本文:

注文住宅の間取りで後悔する人は多い
新築注文住宅は間取りを自由に決められることが魅力ですが、住んでから住みにくさを感じて後悔する人が意外と多くいます。
間取りを失敗するのは、家族のライフスタイルに合った間取りになっていないことが主な要因です。間取りを考えるときには、家族それぞれの1日の家での動きを書き出して生活をシミュレーションして、部屋や水回り設備、収納、コンセントなどの配置を考えていきます。また、周辺の建物との位置関係や隣接する道路の人通り、日当たりなども考慮するべきポイントになります。
日頃の生活で不便に感じていることも踏まえながら、新しい家での生活をイメージしてみましょう。
新築注文住宅でよくある失敗とは
新築注文住宅よくある失敗は、次に挙げる点に関するものです。
- 収納
- 広さ
- 視線
- 動線
- 配線
- 室温、明るさ
- 音
収納に関しては、収納の使いにくさや収納量の失敗が起こりがちです。広さの失敗で多いのは、イメージしていた広さと実際の広さが違うというケース。外部からの視線や来客時などに内部での視線が気になると、落ち着いて過ごしにくくなります。動線の失敗で多いのは、各部屋や水回り設備の配置の問題から暮らしにくいといったケースです。配線の失敗は、コンセントの位置や数によるものです。室温や明るさの失敗は、窓の大きさや位置、照明の色などによって起こります。音の失敗は、外部から音、あるいは家の中の音の伝わり方の問題から、音が気になることによってストレスを感じるケースです。

提供資料:
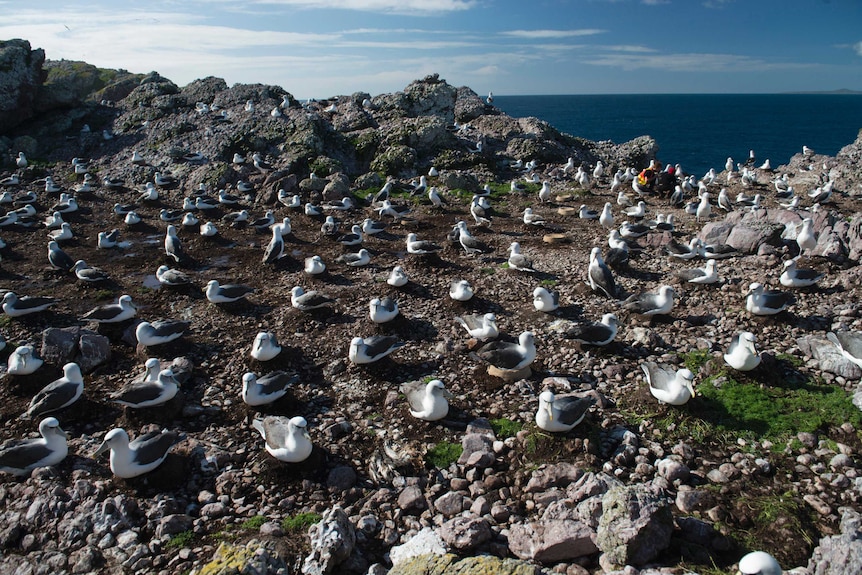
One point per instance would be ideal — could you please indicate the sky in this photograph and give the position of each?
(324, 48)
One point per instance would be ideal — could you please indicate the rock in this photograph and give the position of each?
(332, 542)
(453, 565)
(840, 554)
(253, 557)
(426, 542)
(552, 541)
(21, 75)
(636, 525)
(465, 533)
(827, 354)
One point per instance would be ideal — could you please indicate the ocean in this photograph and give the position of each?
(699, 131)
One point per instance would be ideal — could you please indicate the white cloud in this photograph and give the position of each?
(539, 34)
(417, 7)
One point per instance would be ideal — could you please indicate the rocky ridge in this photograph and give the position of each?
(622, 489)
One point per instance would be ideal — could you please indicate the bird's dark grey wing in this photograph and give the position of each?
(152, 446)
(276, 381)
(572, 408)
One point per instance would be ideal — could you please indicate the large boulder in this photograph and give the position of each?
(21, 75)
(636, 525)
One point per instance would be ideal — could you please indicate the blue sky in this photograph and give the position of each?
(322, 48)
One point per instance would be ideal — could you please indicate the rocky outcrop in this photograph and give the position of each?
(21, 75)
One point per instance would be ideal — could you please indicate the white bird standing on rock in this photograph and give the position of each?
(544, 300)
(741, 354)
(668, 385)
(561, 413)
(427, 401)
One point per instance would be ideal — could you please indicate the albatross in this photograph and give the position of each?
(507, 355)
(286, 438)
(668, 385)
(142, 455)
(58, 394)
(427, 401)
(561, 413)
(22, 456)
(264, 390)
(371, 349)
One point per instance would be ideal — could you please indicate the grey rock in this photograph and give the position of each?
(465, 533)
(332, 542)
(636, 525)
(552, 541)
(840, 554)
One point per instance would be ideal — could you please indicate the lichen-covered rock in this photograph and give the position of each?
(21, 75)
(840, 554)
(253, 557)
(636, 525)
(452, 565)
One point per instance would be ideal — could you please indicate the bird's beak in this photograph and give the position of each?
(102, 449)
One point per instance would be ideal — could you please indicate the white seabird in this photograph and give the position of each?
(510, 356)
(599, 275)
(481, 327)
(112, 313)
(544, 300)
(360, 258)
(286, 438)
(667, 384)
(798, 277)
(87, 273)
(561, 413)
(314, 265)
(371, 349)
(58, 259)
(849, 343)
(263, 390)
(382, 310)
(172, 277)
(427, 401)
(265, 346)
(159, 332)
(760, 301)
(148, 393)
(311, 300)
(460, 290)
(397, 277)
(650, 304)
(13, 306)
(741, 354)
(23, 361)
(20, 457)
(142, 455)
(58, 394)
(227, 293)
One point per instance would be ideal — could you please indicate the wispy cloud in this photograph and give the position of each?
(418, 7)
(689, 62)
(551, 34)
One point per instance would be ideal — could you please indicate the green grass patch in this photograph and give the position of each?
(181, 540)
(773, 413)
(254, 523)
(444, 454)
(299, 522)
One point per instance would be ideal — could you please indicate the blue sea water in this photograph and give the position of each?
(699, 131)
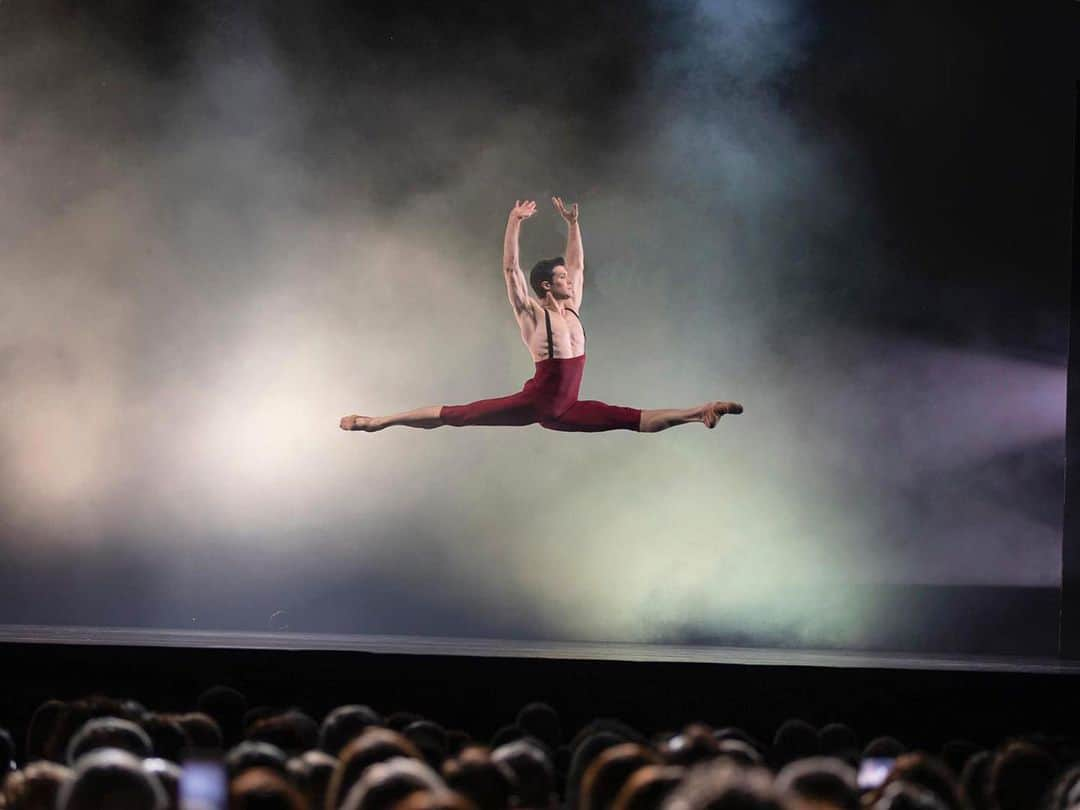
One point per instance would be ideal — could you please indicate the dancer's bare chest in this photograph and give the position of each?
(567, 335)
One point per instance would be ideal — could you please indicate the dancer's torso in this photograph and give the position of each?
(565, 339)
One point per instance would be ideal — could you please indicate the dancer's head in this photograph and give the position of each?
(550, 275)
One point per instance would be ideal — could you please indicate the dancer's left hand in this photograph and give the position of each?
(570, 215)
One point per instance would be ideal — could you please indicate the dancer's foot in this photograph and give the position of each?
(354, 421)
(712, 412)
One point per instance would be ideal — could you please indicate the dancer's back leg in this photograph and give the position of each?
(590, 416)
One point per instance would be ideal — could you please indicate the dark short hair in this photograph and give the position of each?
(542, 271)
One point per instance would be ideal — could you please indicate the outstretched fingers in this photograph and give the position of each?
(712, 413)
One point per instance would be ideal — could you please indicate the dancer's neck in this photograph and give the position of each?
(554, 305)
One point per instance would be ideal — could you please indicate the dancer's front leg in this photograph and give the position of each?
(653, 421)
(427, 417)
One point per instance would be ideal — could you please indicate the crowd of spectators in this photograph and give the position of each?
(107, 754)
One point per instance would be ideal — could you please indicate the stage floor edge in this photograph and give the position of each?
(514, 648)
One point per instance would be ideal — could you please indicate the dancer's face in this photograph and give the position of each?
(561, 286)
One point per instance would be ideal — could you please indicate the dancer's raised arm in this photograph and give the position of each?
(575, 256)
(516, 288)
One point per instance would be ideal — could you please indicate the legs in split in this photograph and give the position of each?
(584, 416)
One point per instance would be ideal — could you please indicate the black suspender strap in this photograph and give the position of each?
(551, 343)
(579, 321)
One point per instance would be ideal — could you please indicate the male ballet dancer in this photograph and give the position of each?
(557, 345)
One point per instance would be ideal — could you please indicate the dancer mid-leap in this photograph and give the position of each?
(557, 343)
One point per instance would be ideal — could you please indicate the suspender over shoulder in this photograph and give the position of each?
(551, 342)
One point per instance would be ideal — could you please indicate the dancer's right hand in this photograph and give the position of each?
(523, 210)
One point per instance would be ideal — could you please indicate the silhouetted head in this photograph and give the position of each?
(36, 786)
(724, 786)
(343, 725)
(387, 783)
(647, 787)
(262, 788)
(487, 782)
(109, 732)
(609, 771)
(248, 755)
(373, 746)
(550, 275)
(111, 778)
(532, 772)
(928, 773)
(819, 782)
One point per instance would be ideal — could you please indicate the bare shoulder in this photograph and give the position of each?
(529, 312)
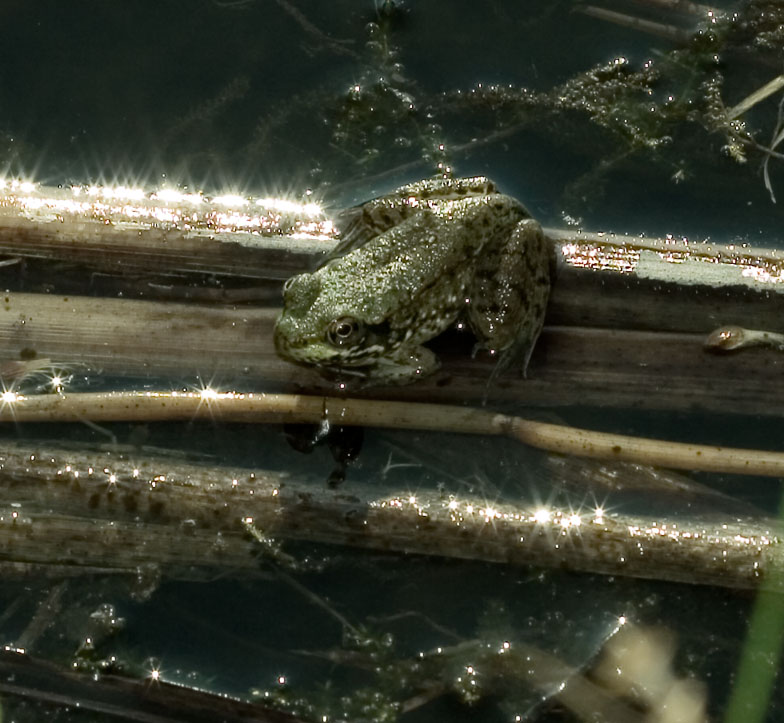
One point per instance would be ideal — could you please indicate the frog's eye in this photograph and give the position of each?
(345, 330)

課題 A:
本文に基づいて、次の問いに答えてください。
(i) 間取りを失敗する主な要因は何ですか。
(ii) 広さの失敗で多いのはどのようなケースですか。
(iii) 配線の失敗は何によるものですか。
課題 B: 本文のうち、「間取りを失敗するのは、家族の」という語句で始まり「するべきポイントになります。」で終わる部分を、一字も変えずに書き写してください。
本文の記述だけを根拠にしてください。

解答 A:
(i) 家族のライフスタイルに合った間取りになっていないことです。
(ii) イメージしていた広さと実際の広さが違うというケースです。
(iii) コンセントの位置や数によるものです。

解答 B:
間取りを失敗するのは、家族のライフスタイルに合った間取りになっていないことが主な要因です。間取りを考えるときには、家族それぞれの1日の家での動きを書き出して生活をシミュレーションして、部屋や水回り設備、収納、コンセントなどの配置を考えていきます。また、周辺の建物との位置関係や隣接する道路の人通り、日当たりなども考慮するべきポイントになります。